(A block of data)
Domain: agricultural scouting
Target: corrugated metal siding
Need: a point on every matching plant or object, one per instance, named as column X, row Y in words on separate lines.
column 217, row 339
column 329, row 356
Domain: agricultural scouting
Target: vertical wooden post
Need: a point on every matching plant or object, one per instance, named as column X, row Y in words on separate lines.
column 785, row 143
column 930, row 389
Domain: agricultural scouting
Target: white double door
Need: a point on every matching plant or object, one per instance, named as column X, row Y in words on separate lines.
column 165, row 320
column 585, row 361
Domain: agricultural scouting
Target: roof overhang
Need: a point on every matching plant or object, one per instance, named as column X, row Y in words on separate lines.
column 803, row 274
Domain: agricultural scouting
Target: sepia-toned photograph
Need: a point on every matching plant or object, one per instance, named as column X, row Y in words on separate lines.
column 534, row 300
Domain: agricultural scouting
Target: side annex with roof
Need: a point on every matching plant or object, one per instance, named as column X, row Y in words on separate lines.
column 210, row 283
--
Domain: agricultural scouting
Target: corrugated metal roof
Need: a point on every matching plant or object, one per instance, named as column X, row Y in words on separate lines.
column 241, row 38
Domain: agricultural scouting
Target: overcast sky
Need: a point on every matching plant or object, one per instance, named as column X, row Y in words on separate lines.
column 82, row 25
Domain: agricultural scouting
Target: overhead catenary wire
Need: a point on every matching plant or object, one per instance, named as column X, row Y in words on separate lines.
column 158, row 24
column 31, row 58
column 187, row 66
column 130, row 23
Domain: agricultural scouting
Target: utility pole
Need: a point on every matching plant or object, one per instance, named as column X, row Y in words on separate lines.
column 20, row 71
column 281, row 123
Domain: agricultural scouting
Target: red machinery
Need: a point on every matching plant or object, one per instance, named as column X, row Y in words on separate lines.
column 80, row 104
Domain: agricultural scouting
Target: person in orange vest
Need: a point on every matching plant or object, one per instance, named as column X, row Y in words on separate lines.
---
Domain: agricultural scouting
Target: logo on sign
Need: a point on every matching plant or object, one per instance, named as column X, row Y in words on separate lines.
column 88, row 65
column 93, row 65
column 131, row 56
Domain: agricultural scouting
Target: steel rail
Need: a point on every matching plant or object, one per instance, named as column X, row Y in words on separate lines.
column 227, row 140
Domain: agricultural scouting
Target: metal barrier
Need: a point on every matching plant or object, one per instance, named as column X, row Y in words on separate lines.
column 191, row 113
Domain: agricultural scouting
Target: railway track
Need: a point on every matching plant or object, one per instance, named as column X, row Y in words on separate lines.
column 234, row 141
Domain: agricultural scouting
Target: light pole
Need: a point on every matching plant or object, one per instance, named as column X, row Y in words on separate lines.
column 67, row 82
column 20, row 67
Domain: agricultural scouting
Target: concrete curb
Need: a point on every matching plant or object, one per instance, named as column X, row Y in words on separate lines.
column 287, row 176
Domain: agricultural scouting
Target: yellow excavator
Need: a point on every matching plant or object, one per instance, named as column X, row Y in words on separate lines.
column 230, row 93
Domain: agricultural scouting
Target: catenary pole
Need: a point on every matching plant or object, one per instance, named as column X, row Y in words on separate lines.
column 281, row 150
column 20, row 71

### REQUIREMENTS
Count the lines in the rows above that contain the word "corrugated", treating uppercase and lowercase as different. Reply with the number only.

### EXERCISE SOLUTION
2